Aim of the task: Repeat every record below exactly, but leave out any pictures.

Dataset excerpts:

----------------------------------------

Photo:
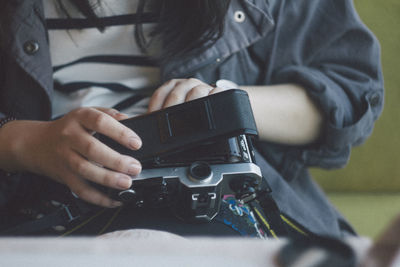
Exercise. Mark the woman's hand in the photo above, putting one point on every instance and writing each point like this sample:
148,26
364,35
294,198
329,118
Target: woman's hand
178,91
66,151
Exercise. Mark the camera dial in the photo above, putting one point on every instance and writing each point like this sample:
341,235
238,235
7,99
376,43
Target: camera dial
200,171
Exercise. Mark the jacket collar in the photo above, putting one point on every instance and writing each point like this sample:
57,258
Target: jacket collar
28,25
257,22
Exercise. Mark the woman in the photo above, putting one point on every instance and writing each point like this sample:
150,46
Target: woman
311,69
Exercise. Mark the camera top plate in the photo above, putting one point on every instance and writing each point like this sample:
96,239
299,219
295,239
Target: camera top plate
187,125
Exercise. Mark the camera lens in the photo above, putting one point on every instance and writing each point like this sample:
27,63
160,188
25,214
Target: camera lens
200,170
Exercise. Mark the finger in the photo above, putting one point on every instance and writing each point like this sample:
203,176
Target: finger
157,99
92,119
91,195
178,94
217,90
94,150
198,91
97,174
113,113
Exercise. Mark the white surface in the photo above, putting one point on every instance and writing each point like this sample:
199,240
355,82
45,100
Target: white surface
137,248
145,248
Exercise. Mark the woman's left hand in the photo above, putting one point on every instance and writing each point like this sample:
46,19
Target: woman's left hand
177,91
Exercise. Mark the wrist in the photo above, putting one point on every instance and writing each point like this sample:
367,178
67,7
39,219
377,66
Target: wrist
11,137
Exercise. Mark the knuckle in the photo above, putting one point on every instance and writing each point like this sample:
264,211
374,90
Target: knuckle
174,95
99,120
108,180
199,90
119,164
90,148
194,80
80,167
124,134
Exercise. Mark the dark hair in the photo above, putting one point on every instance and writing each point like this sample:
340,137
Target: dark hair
184,26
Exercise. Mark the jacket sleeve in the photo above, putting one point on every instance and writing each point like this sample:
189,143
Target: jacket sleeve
337,59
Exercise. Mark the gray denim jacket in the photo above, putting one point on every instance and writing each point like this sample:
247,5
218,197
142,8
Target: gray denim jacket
321,45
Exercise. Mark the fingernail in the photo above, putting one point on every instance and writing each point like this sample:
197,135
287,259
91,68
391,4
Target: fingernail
124,182
134,169
135,143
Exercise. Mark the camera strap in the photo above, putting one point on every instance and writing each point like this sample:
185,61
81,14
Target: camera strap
267,211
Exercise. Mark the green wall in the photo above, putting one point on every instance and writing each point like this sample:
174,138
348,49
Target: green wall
375,165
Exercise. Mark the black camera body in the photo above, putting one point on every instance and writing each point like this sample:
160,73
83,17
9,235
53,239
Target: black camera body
192,155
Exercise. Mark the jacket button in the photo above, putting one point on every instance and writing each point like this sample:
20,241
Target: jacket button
31,47
375,99
239,16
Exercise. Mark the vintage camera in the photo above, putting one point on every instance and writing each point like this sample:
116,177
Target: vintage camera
192,155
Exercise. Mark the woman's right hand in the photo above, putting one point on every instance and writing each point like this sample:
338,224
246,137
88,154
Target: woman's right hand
66,151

----------------------------------------

Final result:
Photo:
Exercise. Mark the woman's hand in the photo above, putting one point on every instance and writing each point like this sample:
148,26
364,35
294,198
329,118
Target: woman's hand
178,91
66,151
Exercise. Mark the camera dial in the photo above, putting one point on every instance and writing each point like this sample:
341,235
238,235
7,99
376,43
Target: camera dial
200,171
Exercise. Mark the jacket collar in the photo above, putting one point on every instance and writing each point like this sample:
57,258
Target: jacket collar
28,25
257,22
Exercise. Mark the woman in the photo above, putting one point on every instance and writing each point like this sample:
150,46
Target: woman
311,69
Exercise. Mark the camera top plate in the photo above, putting one point on every instance and writing each point like this sample:
96,239
299,219
295,239
Target: camera top plate
187,125
Exercise. Mark the camera lens in the photo above, putting one point on every instance and writing each point like this sample:
27,63
160,188
25,214
Target: camera lens
200,170
Exercise. Mark the finger in the photo above, putting one point on every instance and writing each point like this sample:
203,176
Target: finger
157,99
92,119
91,195
178,94
217,90
94,150
198,91
97,174
113,113
Exercise. Mark the white surface in the photo above, putting one point on every instance and writing each point like this sample:
199,240
355,82
45,100
Target: white surface
137,248
145,248
Exercise. Mark the woman's left hand in the photo above, putting one point on every instance and writing each point like this sample:
46,19
Target: woman's left hand
177,91
Exercise. Mark the wrist in the photo above, putting one point on every instance and writing each point like this sample:
367,178
67,7
39,219
377,66
Target: wrist
11,137
Exercise. Mark the knuckle in the photo above, putting one point on every instance and writing each point like this sample:
264,211
374,90
Target: knuckle
174,95
99,120
108,180
199,90
119,164
90,148
194,80
80,167
124,134
Exercise. Mark the dark hair in the photo above, putting one point on every instance and writing each point like this sample:
340,137
Target: dark hair
184,26
Exercise. Mark the jacket sleeve in the photo above, putting one point on every instance and writing each point like this sample:
189,143
Target: jacket sleeve
337,59
Exercise. Mark the gray denim jacket in the photo above, putting one point on every instance and writing each point like this sample:
247,5
218,197
142,8
Target: gray denim jacket
321,45
Exercise. Mark the fingernail in the photo above, putting one point on every instance and writing each point like this sample:
197,135
287,259
91,68
391,4
Target: fingernail
124,182
134,169
135,143
Exercise. Mark the camera strap in the photo above, putting one point on every instance and writing each point like this sample:
185,61
81,14
Target: camera strap
267,211
Exercise. Mark the green wall in the photo above, putting one point on every instance and writing each point like this sample:
174,138
348,49
Target: green wall
375,165
Exercise. Mark the black camera body in the photo above, putting one point on every instance and writing each point like this sample:
160,73
83,17
9,235
53,239
Target: black camera body
192,155
Exercise. Mark the jacket button in the photo above, putting one point on every instance and writing each point like this sample:
20,241
Target: jacket button
31,47
375,99
239,16
Exercise. Mark the vintage camera in the photo above, putting one point on every instance and writing each point like this sample:
116,177
Target: vintage camera
192,155
Exercise. Mark the woman's right hand in the photo above, putting one point on every instance and writing each point like this sample:
338,224
246,137
88,154
Target: woman's right hand
66,151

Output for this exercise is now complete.